──────── DATA FOR PROCESSING

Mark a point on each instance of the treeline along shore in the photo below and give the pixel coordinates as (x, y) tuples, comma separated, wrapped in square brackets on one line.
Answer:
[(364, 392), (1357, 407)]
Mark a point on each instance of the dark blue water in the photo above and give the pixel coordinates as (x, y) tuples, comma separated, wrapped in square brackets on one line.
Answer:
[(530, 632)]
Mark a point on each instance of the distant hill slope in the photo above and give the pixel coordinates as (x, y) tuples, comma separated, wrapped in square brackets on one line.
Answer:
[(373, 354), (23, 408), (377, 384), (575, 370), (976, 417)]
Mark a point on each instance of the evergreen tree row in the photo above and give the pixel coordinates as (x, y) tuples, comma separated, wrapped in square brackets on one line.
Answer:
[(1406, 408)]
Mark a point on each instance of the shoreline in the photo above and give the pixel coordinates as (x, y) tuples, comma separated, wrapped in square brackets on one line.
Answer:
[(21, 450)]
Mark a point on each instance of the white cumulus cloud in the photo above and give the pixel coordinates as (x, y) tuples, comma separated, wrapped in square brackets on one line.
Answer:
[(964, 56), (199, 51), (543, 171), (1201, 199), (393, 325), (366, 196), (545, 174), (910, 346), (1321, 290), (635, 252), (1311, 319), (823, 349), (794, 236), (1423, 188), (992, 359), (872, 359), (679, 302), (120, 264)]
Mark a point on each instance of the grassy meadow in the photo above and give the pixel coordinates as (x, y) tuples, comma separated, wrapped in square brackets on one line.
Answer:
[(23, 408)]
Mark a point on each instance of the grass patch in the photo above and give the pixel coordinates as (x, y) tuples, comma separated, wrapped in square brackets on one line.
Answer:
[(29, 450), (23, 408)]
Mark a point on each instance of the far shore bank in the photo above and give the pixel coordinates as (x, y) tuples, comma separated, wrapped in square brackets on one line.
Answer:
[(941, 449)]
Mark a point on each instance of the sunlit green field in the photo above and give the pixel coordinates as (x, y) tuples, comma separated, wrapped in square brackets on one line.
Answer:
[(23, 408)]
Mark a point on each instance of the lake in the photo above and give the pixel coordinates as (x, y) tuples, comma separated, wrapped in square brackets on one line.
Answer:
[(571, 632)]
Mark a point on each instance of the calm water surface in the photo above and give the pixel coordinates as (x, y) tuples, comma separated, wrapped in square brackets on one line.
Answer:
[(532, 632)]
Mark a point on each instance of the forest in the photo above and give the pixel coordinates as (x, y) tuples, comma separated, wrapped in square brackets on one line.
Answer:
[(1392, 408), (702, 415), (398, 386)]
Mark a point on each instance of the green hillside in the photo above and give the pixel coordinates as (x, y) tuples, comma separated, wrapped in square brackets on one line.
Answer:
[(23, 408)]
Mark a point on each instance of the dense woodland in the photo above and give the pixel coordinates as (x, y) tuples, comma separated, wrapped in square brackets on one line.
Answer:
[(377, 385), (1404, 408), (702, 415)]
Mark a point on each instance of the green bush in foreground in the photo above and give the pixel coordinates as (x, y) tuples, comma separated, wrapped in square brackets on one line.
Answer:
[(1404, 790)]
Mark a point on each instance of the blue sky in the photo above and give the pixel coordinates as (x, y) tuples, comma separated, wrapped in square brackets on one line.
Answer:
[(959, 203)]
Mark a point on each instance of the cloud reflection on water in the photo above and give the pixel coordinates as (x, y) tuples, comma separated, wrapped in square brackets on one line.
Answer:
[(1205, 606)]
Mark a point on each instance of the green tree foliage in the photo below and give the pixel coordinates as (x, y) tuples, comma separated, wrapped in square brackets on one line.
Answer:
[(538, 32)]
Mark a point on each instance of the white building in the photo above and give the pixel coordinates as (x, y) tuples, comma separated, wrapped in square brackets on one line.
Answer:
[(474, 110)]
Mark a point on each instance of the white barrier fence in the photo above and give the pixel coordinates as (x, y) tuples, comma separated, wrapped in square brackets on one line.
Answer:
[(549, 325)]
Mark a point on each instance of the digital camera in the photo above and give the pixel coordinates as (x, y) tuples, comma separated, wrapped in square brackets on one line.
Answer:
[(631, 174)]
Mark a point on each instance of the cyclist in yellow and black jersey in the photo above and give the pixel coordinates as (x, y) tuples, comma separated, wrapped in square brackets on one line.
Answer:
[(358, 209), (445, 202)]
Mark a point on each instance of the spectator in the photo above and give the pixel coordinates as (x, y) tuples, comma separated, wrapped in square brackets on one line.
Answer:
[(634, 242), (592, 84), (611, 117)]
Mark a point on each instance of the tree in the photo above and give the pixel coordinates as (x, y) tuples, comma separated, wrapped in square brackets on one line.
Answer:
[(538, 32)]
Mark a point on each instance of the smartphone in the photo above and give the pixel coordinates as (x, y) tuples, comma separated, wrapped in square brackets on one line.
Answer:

────────────────

Lines from the entries that contain the word "water" are what the answer must hold.

■ WRITTEN SOLUTION ■
Mark a point on each instance of the dark blue water in the photo above and give the pixel coordinates as (x, y) tuples, comma separated, wrapped in square brackets on one line.
Mark a point on each instance of the calm water surface in the photo above and give the pixel coordinates as (x, y) tuples, comma separated, wrapped in square brackets on one line.
Mark a point on each instance of the cloud reflection on water in the photo above and give the pixel coordinates as (x, y) tuples, comma separated, wrapped in square brackets on one line.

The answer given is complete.